** SELECTED TEXT **
##########

A collection of tutorials, code and tools to help you get better using Oracle
10 January 2013
I thought I had figured out all the pitfalls of changing stored procedures and functions on-line, and then it happened again:
ORA-04068: existing state of packages has been discarded
This occurred when upgrading a single stored procedure - no packages, no complex interdependencies and on Oracle 11.2.0.3. The procedure I changed was not referenced by any other procedures, and it was being invoked from Java on a fairly busy system.
I am pretty sure this shouldn't happen, so I decided to create a test case to try and prove it one way or another.
First of all I need a procedure to play with - pretty much the simplest procedure possible (p1.sql):
create or replace procedure p1
as
begin
null;
end;
/
And I need a second procedure to change on-line (p1_1.sql):
create or replace procedure p1
as
begin
null;
null;
end;
/
Notice the second 'NULL;' call in the second procedure, which makes it different from the first version. Then I need some Java code to call this procedure in a loop - again I am going for the most simple Java code I can:
import java.sql.*;
import oracle.jdbc.*;
public class SimpleProc {
private static Connection conn;
public static void main(String[] args)
throws ClassNotFoundException, SQLException, InterruptedException
{
connect();
CallableStatement stmt = conn.prepareCall("begin p1(); end;");
int count = 0;
while (true) {
stmt.execute();
count ++;
System.out.println ("Made procedure call number "+ count);
Thread.sleep(1000);
}
}
public static void connect()
throws ClassNotFoundException, SQLException
{
DriverManager.registerDriver
(new oracle.jdbc.driver.OracleDriver());
String url = "jdbc:oracle:thin:@//localhost/local11gr2.world";
// jdbc:oracle:thin:@//host:port/service
conn = DriverManager.getConnection(url,"hotplsql","hotplsql");
conn.setAutoCommit(false);
}
}
This code prepares a call to the procedure P1, and then executes it in a loop, printing out the execution count after each execution. Then it sleeps for a second before executing the procedure again, over and over until the process is killed. One thing to note is that the call to the procedure is only prepared one time, but the procedure is executed many times, which is a common pattern in a well written application. If I start the Java running, and open a SQLPLUS session, I find that I can change between the two version of my stored procedure without causing any errors in the Java code:
SQL> @p1
Procedure created.

##########

** REQUIREMENT **
Decide whether each statement agrees with the post on changing Oracle procedures, and back each yes or no with its deciding words:
1. The error came up on Oracle 11.2.0.3.
2. The Java code prepares the call to the procedure again before each execution.
3. Other procedures referenced the procedure that was changed.
The items that come next have no connection to the post on changing Oracle procedures.

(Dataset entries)
##########

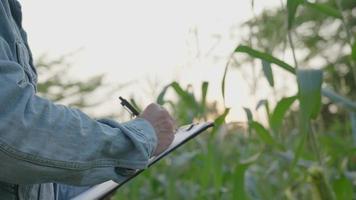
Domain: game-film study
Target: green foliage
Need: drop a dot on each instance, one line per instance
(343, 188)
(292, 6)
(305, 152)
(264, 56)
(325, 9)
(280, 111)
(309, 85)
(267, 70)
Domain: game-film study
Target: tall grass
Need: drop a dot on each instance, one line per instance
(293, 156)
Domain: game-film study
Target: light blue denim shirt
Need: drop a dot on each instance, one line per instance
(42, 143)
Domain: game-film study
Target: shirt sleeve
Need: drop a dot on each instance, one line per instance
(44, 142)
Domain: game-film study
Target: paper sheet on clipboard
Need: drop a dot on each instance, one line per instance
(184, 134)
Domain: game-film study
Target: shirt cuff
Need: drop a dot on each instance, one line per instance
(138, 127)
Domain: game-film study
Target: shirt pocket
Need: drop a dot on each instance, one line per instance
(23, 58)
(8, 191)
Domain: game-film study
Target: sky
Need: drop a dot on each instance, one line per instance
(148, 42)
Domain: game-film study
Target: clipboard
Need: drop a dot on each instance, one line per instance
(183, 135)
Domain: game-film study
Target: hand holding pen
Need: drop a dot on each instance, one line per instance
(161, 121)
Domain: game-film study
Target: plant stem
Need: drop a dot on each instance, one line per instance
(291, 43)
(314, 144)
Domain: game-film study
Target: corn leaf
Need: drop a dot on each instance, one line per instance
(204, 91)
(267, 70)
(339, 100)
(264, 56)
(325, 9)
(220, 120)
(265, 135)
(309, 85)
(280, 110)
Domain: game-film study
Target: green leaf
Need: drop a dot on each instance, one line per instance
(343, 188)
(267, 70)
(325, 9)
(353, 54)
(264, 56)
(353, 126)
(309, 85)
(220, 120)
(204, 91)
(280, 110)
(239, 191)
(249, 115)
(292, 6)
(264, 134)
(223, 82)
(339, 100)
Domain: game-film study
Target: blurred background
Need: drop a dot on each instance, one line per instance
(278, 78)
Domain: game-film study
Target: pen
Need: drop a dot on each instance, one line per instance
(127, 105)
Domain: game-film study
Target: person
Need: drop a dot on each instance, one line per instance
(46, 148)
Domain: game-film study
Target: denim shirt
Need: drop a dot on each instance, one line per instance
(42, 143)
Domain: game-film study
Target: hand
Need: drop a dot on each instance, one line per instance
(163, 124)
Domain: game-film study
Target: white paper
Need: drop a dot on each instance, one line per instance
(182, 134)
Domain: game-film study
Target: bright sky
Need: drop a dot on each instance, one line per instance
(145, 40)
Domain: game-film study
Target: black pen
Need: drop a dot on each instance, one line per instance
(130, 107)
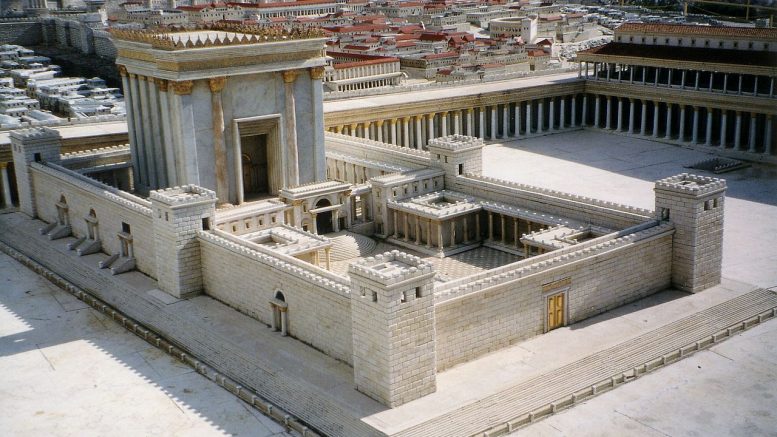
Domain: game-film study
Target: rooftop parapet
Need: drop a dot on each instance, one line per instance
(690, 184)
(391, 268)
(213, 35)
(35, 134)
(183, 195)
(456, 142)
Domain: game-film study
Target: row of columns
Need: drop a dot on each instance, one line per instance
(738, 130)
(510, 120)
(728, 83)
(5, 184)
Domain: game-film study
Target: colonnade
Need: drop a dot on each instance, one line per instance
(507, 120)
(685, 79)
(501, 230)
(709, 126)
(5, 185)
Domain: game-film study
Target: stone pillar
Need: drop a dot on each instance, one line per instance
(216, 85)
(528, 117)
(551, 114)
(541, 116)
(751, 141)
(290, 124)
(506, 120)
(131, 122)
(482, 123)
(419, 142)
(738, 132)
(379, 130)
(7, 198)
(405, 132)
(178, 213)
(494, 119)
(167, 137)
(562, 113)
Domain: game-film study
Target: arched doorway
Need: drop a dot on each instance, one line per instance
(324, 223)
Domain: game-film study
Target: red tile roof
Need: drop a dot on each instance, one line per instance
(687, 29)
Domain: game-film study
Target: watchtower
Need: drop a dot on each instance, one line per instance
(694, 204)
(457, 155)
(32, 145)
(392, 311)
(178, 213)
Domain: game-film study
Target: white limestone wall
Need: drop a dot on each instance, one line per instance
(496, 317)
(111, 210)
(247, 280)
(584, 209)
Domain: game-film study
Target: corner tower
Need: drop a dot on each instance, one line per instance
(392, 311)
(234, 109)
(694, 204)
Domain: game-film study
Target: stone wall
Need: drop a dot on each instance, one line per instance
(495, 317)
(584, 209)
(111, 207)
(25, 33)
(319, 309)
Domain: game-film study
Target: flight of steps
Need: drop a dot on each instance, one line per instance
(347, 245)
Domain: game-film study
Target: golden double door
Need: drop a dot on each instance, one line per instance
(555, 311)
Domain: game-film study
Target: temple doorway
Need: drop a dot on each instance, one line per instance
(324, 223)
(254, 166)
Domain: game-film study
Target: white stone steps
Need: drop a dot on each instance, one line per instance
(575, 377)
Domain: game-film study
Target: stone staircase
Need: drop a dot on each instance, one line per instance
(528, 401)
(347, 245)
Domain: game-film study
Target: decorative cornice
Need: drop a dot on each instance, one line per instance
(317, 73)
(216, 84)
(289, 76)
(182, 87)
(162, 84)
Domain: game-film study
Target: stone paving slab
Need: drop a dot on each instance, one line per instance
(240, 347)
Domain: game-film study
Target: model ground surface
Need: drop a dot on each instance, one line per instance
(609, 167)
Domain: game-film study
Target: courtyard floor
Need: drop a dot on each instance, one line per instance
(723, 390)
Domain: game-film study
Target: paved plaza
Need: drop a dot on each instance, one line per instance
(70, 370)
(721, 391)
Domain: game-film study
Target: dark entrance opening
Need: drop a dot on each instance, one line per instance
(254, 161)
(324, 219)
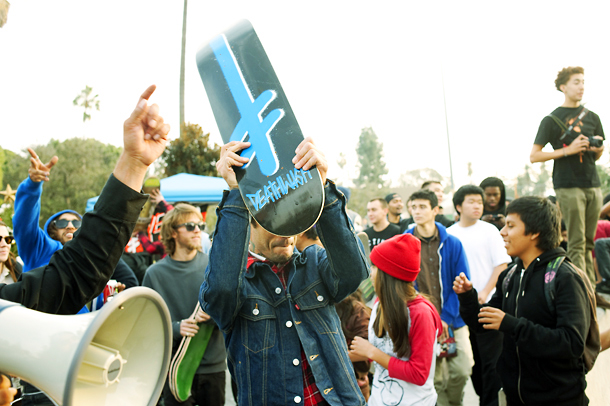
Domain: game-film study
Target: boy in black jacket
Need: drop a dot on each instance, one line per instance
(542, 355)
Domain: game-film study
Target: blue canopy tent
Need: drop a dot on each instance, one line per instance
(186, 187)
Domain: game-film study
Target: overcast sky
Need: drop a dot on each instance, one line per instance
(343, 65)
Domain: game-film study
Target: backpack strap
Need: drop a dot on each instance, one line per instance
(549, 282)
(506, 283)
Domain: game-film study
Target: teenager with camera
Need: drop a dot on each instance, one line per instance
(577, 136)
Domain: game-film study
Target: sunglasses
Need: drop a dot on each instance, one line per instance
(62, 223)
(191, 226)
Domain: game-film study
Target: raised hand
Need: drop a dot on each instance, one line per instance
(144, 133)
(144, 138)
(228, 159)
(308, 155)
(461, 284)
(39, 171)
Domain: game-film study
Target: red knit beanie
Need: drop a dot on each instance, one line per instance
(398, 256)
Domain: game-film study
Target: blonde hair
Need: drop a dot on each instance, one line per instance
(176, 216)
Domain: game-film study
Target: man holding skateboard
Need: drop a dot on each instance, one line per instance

##########

** TASK ANSWER **
1. Yes: "on Oracle 11.2.0.3"
2. No: "the call to the procedure is only prepared one time, but the procedure is executed many times"
3. No: "The procedure I changed was not referenced by any other procedures"